● Provided material

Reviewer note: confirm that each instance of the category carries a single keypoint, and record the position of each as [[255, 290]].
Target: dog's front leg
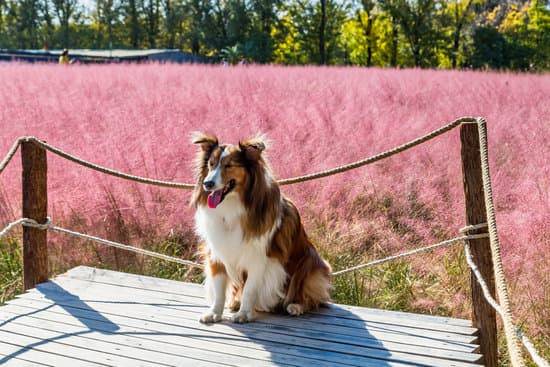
[[218, 289], [249, 297]]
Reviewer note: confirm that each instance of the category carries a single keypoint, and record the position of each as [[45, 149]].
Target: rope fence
[[514, 335], [189, 186]]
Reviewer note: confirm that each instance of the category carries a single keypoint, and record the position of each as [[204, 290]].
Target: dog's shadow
[[330, 336]]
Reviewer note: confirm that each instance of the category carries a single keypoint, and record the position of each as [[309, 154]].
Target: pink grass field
[[138, 118]]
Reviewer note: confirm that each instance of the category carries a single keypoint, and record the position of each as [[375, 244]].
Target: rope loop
[[472, 227], [34, 224]]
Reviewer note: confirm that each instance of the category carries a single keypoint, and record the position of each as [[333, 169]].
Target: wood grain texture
[[483, 315], [35, 206], [90, 316]]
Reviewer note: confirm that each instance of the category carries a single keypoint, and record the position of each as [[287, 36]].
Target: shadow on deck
[[90, 317]]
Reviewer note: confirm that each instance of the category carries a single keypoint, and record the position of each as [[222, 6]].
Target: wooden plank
[[483, 315], [172, 344], [171, 349], [192, 289], [258, 335], [131, 355], [205, 337], [384, 317], [35, 206], [19, 362], [367, 336], [84, 351], [176, 315], [10, 350], [359, 324]]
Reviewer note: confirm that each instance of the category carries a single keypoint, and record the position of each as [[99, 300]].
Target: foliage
[[140, 117], [11, 272], [422, 33]]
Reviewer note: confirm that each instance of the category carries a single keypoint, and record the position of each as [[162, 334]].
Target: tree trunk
[[134, 24], [456, 46], [394, 43], [322, 50]]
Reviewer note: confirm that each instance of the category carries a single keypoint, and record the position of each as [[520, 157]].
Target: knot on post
[[34, 224]]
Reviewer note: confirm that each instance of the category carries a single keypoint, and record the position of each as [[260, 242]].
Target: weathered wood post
[[35, 206], [483, 315]]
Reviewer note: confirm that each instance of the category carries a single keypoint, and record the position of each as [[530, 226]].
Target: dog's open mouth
[[216, 197]]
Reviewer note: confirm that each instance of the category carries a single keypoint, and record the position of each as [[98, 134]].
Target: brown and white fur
[[256, 249]]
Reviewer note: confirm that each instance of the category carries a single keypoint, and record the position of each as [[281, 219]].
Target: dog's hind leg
[[216, 283], [295, 309]]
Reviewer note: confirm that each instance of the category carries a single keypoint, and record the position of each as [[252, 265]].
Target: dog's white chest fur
[[221, 229]]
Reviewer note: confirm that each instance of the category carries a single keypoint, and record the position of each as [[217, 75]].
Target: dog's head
[[226, 169]]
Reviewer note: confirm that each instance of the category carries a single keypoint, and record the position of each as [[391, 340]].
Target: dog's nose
[[208, 185]]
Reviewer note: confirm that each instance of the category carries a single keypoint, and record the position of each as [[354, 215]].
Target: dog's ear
[[253, 147], [206, 141]]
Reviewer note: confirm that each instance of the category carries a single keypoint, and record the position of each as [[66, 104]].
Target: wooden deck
[[91, 317]]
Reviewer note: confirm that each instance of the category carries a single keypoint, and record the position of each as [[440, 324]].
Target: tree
[[151, 9], [417, 20], [460, 12], [132, 22], [26, 13], [65, 11], [366, 18]]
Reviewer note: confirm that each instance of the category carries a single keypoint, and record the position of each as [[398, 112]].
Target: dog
[[257, 253]]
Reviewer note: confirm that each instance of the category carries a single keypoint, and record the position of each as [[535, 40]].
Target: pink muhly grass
[[137, 118]]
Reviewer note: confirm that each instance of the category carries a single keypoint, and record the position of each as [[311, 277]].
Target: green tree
[[418, 22], [65, 10], [460, 13]]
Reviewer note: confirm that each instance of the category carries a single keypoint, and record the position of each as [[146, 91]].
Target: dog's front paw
[[234, 305], [243, 316], [210, 317], [295, 309]]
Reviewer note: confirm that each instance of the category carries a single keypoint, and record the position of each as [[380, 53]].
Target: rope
[[512, 339], [11, 153], [446, 243], [512, 335], [380, 156], [189, 186], [4, 232], [49, 226], [472, 227], [539, 361]]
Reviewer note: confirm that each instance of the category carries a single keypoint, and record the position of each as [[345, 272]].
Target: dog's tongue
[[214, 199]]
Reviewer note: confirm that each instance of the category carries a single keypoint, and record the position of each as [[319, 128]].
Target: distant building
[[102, 56]]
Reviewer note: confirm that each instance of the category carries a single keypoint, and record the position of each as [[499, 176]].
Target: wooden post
[[35, 206], [483, 315]]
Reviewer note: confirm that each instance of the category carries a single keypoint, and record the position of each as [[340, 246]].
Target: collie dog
[[257, 253]]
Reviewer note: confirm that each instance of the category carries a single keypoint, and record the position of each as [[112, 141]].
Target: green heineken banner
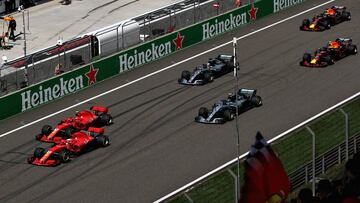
[[85, 76]]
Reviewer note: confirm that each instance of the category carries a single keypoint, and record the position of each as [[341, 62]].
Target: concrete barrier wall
[[80, 78]]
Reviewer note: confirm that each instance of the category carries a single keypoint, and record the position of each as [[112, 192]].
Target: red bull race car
[[335, 50], [98, 116], [63, 149], [328, 18]]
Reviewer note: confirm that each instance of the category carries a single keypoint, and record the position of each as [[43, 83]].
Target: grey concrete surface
[[51, 21], [155, 145]]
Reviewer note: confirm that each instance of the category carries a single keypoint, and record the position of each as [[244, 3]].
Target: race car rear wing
[[247, 91]]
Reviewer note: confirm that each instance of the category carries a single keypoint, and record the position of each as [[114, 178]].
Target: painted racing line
[[245, 154], [164, 69]]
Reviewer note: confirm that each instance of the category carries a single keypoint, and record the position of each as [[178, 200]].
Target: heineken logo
[[220, 26], [283, 4], [178, 41], [253, 12], [137, 57], [32, 98], [91, 75]]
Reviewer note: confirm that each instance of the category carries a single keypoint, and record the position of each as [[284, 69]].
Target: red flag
[[253, 190], [275, 182]]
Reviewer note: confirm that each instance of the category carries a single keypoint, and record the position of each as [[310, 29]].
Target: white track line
[[243, 155], [227, 164], [161, 70]]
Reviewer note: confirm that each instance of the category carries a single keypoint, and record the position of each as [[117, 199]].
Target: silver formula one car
[[206, 73], [225, 110]]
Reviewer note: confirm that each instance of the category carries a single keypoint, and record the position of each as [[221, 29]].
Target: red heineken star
[[178, 41], [252, 12], [91, 75]]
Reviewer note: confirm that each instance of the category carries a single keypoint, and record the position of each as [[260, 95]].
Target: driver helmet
[[330, 11], [333, 45]]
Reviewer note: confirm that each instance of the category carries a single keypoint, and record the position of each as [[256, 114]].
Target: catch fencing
[[43, 64], [317, 144]]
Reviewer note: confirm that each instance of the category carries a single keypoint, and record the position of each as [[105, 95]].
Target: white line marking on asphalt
[[273, 139], [227, 164], [161, 70]]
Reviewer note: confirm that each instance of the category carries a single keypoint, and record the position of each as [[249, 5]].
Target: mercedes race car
[[321, 58], [97, 117], [335, 50], [206, 73], [225, 110], [62, 149], [324, 21]]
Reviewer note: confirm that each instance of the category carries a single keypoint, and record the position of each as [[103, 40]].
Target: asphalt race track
[[156, 147]]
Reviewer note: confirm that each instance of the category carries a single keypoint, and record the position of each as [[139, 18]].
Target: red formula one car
[[328, 18], [62, 149], [335, 50], [97, 117]]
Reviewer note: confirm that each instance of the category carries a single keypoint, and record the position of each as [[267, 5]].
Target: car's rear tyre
[[352, 49], [38, 136], [229, 115], [307, 57], [328, 60], [256, 101], [39, 152], [204, 112], [64, 156], [327, 25], [46, 130], [31, 159], [186, 75], [346, 16], [306, 23], [103, 140], [208, 77], [106, 119]]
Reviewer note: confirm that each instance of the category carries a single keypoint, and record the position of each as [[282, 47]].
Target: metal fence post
[[235, 183], [306, 175], [313, 158], [355, 147], [339, 154], [346, 133], [188, 198]]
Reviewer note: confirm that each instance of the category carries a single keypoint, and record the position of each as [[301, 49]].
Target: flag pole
[[237, 123]]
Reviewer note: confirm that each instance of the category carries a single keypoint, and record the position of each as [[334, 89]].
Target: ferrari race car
[[335, 50], [206, 73], [324, 21], [97, 117], [62, 149], [225, 110]]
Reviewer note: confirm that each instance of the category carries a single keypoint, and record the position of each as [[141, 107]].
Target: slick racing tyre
[[31, 159], [46, 130], [257, 101], [306, 23], [229, 115], [106, 119], [64, 156], [328, 60], [204, 112], [208, 77], [103, 140], [68, 132], [186, 75], [39, 152], [351, 49], [307, 57], [346, 16]]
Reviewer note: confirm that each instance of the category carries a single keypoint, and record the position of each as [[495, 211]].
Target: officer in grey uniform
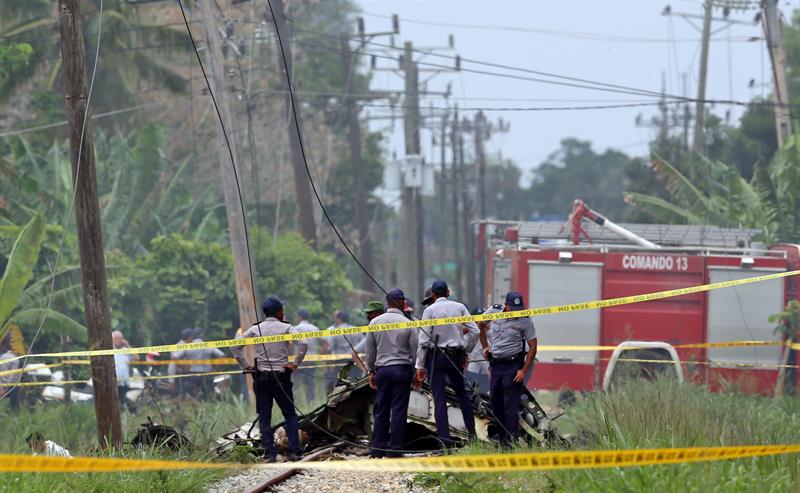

● Task to carry out
Above are the entries. Quote exactly the lines from the one bearing "Target: wooden deck" through the one bearing "as [[398, 112]].".

● Task answer
Target: wooden deck
[[91, 317]]
Reviewer note: confirm that each instance of the category carries a single keypoint, and record the position of each as [[440, 324]].
Target: tree
[[151, 9], [417, 20], [460, 12], [132, 22], [26, 13], [65, 11], [366, 18]]
Reviewer note: confirm that each instance of the category carries a single keypoint, and record the position of each as [[398, 112]].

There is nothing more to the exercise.